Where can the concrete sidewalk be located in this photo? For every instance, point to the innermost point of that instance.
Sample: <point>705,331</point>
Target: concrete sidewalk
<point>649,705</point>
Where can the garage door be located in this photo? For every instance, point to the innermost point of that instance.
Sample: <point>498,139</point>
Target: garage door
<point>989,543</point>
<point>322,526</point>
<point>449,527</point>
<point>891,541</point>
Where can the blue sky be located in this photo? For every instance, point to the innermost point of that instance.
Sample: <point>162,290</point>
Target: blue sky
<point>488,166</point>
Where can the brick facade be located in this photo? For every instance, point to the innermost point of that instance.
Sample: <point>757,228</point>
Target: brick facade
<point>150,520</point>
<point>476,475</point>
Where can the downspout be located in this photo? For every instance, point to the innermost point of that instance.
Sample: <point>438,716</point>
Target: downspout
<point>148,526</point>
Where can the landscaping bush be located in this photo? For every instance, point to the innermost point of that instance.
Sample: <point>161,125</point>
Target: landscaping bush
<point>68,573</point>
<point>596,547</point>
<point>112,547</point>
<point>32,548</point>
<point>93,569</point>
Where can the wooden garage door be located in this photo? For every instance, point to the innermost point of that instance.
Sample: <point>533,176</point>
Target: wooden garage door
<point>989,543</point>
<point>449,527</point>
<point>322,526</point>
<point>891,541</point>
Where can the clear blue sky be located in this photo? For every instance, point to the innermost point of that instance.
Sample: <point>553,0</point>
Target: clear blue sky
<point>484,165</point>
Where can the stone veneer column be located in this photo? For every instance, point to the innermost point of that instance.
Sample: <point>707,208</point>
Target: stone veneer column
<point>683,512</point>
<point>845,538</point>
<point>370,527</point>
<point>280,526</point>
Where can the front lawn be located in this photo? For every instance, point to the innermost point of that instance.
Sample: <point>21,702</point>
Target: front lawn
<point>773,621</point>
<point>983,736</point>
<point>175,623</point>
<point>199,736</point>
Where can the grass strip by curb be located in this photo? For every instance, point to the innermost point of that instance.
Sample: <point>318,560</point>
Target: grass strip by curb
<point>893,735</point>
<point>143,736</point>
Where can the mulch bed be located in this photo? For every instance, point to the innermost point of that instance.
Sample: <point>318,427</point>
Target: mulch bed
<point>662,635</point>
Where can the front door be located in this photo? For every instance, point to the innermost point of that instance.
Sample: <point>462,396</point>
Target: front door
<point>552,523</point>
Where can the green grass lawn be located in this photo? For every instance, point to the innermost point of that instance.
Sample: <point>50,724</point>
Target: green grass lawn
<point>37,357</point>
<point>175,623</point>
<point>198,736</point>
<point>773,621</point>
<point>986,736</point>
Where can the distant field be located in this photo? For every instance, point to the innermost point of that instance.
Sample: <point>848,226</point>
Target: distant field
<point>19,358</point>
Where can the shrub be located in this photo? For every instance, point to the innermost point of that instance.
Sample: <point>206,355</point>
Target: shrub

################

YOUR GOAL: Copy out the records above without altering anything.

YOUR RESPONSE:
Where can the concrete sidewalk be located in this photo? For every instance, point to the innermost point of that instance.
Sample: <point>705,331</point>
Target: concrete sidewalk
<point>649,705</point>
Where can the garage door be located in this photo? For every instance, point to the innermost point of that instance.
Sample: <point>498,139</point>
Target: garage door
<point>989,543</point>
<point>322,526</point>
<point>449,527</point>
<point>891,541</point>
Where can the blue sky be located in this photo? For every instance, point to the innermost point of that instance.
Sample: <point>162,290</point>
Target: blue sky
<point>488,166</point>
Where can the brick facade be located in this photo? For every instance, point to the innermost point of that instance.
Sample: <point>757,228</point>
Target: brick facade
<point>150,520</point>
<point>476,475</point>
Where can the downspout be located in this photo? For every instance, point to the innermost point of that instance.
Sample: <point>438,716</point>
Target: downspout
<point>148,526</point>
Where can the landscaping bush be located in this photo? For every instance, point to the innermost point of that instance.
Sample: <point>161,125</point>
Target: landscaping bush
<point>68,573</point>
<point>596,547</point>
<point>112,547</point>
<point>32,548</point>
<point>93,569</point>
Where can the wooden garage door be located in this photo? For every instance, point to the innermost point of that instance.
Sample: <point>533,176</point>
Target: wooden garage door
<point>989,543</point>
<point>449,527</point>
<point>322,526</point>
<point>891,541</point>
Where can the clear blue sky be located in this photo? For every instance, point to the innermost point of that instance.
Sample: <point>553,0</point>
Target: clear blue sky
<point>484,165</point>
Where can the stone veneer column be located in this photo? For every instance, point to the innermost point of that instance.
Sample: <point>707,208</point>
Target: stone veneer column
<point>683,512</point>
<point>845,538</point>
<point>370,527</point>
<point>280,526</point>
Where can the front lawn be located in this photo? For every instance, point to the innermost point of that instance.
Sample: <point>21,702</point>
Target: front lawn
<point>773,621</point>
<point>983,736</point>
<point>175,623</point>
<point>199,736</point>
Where can the grass strip by curb be located in this photo? For every instance, point to the innermost point of that instance.
Sample: <point>318,560</point>
Target: grass strip by curb
<point>893,735</point>
<point>143,736</point>
Where can the mulch bed be located in this photo? For every instance, point to the innermost point of that instance.
Sample: <point>318,427</point>
Target: mulch bed
<point>662,635</point>
Where can the front door be located in this photo? For every instance, point to the innermost point of that instance.
Sample: <point>462,396</point>
Target: front door
<point>552,523</point>
Where can the green grass lawn be located in this photo? For every instance, point to the innermost point of that instance.
Sample: <point>50,724</point>
Target: green grass lawn
<point>37,357</point>
<point>175,623</point>
<point>198,736</point>
<point>773,621</point>
<point>986,736</point>
Where can the distant field be located in this photo? For every instance, point to the innermost point of that instance.
Sample: <point>848,226</point>
Target: distant field
<point>19,358</point>
Where can the shrub be located in this photo? For every instance, point to the innermost point of that instance.
Sample: <point>206,355</point>
Target: shrub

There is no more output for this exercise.